= TASK DIRECTIONS =
Your task is to print every entry below exactly as given.

= EXTRACTED INFORMATION =
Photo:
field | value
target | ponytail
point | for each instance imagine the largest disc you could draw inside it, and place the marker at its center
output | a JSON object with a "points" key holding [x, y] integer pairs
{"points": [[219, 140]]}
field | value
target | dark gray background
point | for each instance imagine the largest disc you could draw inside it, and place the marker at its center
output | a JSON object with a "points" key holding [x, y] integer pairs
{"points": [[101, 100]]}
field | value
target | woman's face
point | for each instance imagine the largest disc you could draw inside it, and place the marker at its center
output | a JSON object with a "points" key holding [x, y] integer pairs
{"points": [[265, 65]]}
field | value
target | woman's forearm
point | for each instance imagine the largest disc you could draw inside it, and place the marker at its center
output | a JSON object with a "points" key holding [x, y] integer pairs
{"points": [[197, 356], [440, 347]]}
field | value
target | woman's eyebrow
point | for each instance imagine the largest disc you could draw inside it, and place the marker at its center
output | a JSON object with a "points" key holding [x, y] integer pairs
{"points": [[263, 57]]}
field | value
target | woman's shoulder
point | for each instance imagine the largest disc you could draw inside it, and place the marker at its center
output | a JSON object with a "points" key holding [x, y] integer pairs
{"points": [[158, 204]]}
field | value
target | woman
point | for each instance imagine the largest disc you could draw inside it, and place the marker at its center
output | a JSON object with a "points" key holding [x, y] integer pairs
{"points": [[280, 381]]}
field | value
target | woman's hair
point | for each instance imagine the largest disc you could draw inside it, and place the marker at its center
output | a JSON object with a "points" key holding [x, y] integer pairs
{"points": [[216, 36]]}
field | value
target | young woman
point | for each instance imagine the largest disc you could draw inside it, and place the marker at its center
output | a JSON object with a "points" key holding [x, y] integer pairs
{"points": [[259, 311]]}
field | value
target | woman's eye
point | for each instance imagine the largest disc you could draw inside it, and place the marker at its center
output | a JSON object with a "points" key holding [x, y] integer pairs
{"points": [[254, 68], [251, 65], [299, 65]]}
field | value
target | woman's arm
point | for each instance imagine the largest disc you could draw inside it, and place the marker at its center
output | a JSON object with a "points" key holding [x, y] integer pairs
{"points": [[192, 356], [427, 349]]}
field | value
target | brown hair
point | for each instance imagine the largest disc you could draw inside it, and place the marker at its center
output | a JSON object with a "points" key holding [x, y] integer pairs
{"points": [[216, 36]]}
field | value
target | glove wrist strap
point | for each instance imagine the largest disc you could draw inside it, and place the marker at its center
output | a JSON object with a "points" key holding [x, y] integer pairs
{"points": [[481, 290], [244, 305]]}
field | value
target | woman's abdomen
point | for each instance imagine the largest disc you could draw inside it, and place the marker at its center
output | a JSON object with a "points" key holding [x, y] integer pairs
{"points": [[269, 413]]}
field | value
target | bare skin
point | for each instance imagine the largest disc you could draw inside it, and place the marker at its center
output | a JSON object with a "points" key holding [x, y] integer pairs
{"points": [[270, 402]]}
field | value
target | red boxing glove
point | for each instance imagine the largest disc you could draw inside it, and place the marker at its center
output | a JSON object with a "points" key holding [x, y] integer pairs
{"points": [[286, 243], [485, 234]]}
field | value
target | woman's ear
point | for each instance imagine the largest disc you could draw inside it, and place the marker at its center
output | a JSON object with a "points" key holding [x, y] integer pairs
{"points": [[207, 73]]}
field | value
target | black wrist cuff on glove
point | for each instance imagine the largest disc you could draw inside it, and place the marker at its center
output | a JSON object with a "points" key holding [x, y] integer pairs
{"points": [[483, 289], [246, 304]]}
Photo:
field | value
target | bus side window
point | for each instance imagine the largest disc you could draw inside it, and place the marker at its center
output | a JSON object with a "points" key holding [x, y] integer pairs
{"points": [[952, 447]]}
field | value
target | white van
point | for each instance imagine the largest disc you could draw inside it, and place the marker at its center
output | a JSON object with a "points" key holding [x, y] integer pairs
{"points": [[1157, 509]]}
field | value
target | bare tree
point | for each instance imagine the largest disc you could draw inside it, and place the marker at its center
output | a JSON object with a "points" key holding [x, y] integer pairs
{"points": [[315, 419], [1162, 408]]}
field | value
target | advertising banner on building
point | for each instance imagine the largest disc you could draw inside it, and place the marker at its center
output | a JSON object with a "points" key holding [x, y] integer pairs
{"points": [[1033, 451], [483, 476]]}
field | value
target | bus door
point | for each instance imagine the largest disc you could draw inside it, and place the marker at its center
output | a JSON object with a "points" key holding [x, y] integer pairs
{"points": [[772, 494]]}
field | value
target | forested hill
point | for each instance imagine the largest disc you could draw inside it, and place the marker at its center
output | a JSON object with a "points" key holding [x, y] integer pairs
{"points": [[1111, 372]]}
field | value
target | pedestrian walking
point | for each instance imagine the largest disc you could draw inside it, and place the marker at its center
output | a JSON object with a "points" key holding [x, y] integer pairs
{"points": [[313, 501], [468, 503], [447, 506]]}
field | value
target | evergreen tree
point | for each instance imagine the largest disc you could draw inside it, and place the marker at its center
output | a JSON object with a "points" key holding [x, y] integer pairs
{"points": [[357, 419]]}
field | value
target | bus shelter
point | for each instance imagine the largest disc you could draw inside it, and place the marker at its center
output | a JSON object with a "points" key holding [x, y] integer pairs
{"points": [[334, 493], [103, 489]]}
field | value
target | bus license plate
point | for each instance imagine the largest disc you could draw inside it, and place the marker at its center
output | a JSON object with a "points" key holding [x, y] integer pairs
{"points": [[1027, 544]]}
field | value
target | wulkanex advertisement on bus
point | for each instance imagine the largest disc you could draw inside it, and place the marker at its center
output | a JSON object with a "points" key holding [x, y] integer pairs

= RESPONSE =
Photo:
field | value
target | ponytail
point | for each instance imagine the largest disc you could draw inside it, and place the marker at its center
output | a JSON object with a "points" key holding [x, y] integer pairs
{"points": [[219, 140]]}
field | value
target | dark gray background
point | for each instance imagine the largest disc you could draw inside it, and place the marker at its center
output | a JSON object with a "points" key holding [x, y] integer pairs
{"points": [[101, 100]]}
field | value
target | woman's face
point | for each instance imagine the largest disc you could draw inside it, and place the marker at its center
output | a JSON object with a "points" key holding [x, y] integer pairs
{"points": [[265, 65]]}
field | value
target | woman's forearm
point | for each instance imagine the largest disc you could draw inside it, and place the marker at its center
output | a JSON object with a "points" key holding [x, y] integer pairs
{"points": [[197, 356], [440, 347]]}
field | value
target | woman's eyebrow
point | for each instance imagine the largest disc you could draw inside it, and place the marker at its center
output | a JSON object with a "points" key holding [x, y] integer pairs
{"points": [[263, 57]]}
field | value
target | woman's shoulder
point | for each instance imagine the largest disc you could draw inside it, and place the marker at its center
output | a JSON object with a "points" key holding [x, y] integer pairs
{"points": [[158, 204]]}
field | value
target | woman
point | for each instance imagine the largest disc you could draw inside it, and place the marker at its center
output | a JSON object with a "points" key holding [x, y] integer pairs
{"points": [[280, 381]]}
field | value
target | woman's hair
point | for each instance imagine the largest disc you could draw inside it, and place the marker at its center
output | a JSON object with a "points" key holding [x, y] integer pairs
{"points": [[216, 36]]}
field | value
target | young woman
point | for each instance imagine the largest disc you could draw inside it, and place the marker at its center
output | a JSON object with a "points" key holding [x, y] integer pairs
{"points": [[259, 311]]}
field | value
target | woman's eye
point | for each instance imagine the largest disc you could draw inside it, and place the marker at its center
output | a JSON object with a "points" key holding [x, y] integer pairs
{"points": [[254, 68], [251, 65], [299, 65]]}
field | value
target | woman's arm
point | for each instance imagine the largest disc you could draw inside it, and place the marker at its center
output | a JSON object with a "points" key holding [x, y] integer pairs
{"points": [[192, 356], [427, 349]]}
field | value
target | brown hair
point | for each instance imagine the largest disc you could draw inside it, and place the marker at its center
output | a JSON object with a "points" key holding [x, y] integer pairs
{"points": [[216, 36]]}
field | value
target | glove wrist strap
point | for each instance imagine the largest disc you could draw inside it, and place the marker at its center
output | a JSON object with a "points" key holding [x, y] integer pairs
{"points": [[481, 290], [244, 305]]}
field | value
target | woman's abdomen
point | for each instance imagine the largest disc you could draw inside it, and place the marker at its center
output | a JSON object with a "points" key holding [x, y] integer pairs
{"points": [[269, 413]]}
field | value
target | bare skin
point | for each instance imagine the largest disc you could draw inside it, and place the marker at its center
output | a JSON object with a "points" key holding [x, y] integer pairs
{"points": [[270, 402]]}
field | value
target | red boxing glove
point | for each instance imagine the largest disc you could draw inside it, and place the marker at its center
output | a JSON object with a "points" key holding [x, y] integer pairs
{"points": [[286, 243], [485, 234]]}
field | value
target | woman's ear
point | for each instance imagine the largest disc you could draw inside it, and place the marker at its center
output | a JSON object with a "points" key holding [x, y] integer pairs
{"points": [[207, 73]]}
field | value
target | black wrist cuff on glove
point | for each instance imagine the largest disc you could draw inside it, and place the marker at its center
output | a JSON object with a "points" key holding [x, y] integer pairs
{"points": [[483, 289], [246, 304]]}
Photo:
field | value
target | bus side window
point | for each instance imagine the largest disc you could draw inside it, and place the marker at its center
output | a JSON object with a "points" key holding [x, y] integer pairs
{"points": [[952, 447]]}
field | value
target | white van
point | for each instance imagine the largest disc you could draw inside it, and place the marker at its center
output | a JSON object with a "points" key holding [x, y] integer pairs
{"points": [[1157, 509]]}
field | value
target | bare tree
point | for each instance imagine the largest disc you could draw inside it, and place the marker at its center
output | a JSON object with a "points" key holding [x, y] integer pairs
{"points": [[315, 419], [1162, 408]]}
field | value
target | advertising banner on building
point | for each instance imagine the largest disc you could draw inside it, and place the marker at its center
output | a JSON object with a "points" key holding [x, y] integer pairs
{"points": [[1033, 451], [483, 476]]}
field | value
target | bus door
point | for each instance imagine the largest disc you could draw inside it, and place the marker at its center
output | a JSON object with a "points" key holding [x, y] integer pairs
{"points": [[772, 494]]}
field | value
target | forested hill
point | for each instance imagine the largest disc you could draw inside it, and place the marker at its center
output | a JSON object with a "points" key holding [x, y] integer pairs
{"points": [[1111, 372]]}
field | value
target | pedestrian walking
point | for each instance imagine the largest disc you could draw inside it, and place the marker at its center
output | a JSON object with a "points" key holding [x, y] integer pairs
{"points": [[313, 501], [468, 503], [447, 506]]}
field | value
target | evergreen tree
point | for each instance imagine the largest disc you could draw inside it, and place the marker at its center
output | a JSON object with a "points" key holding [x, y] integer pairs
{"points": [[357, 419]]}
field | value
target | bus shelter
point | for each instance imagine the largest disc you could draw inside it, and place the marker at its center
output | a JSON object with a "points" key holding [x, y] integer pairs
{"points": [[334, 493], [103, 489]]}
field | value
target | bus license plate
point | for each instance imagine the largest disc you could draw inside it, and place the marker at its center
output | a JSON object with a "points" key holding [x, y] integer pairs
{"points": [[1027, 544]]}
field | value
target | wulkanex advertisement on bus
point | for each instance imagine the largest disc you could draw inside it, and place the marker at its center
output | a JSON object with a "points" key holding [x, y] integer pairs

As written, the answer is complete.